**About this task:**
Please quote the material exactly, every line of it.

**Data supplied:**
━━━━

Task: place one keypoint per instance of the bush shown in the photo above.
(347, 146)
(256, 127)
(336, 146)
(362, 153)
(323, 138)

━━━━

**Finished exercise:**
Task: place one keypoint per instance of the bush shown in the photo above.
(347, 146)
(256, 127)
(336, 146)
(362, 153)
(323, 138)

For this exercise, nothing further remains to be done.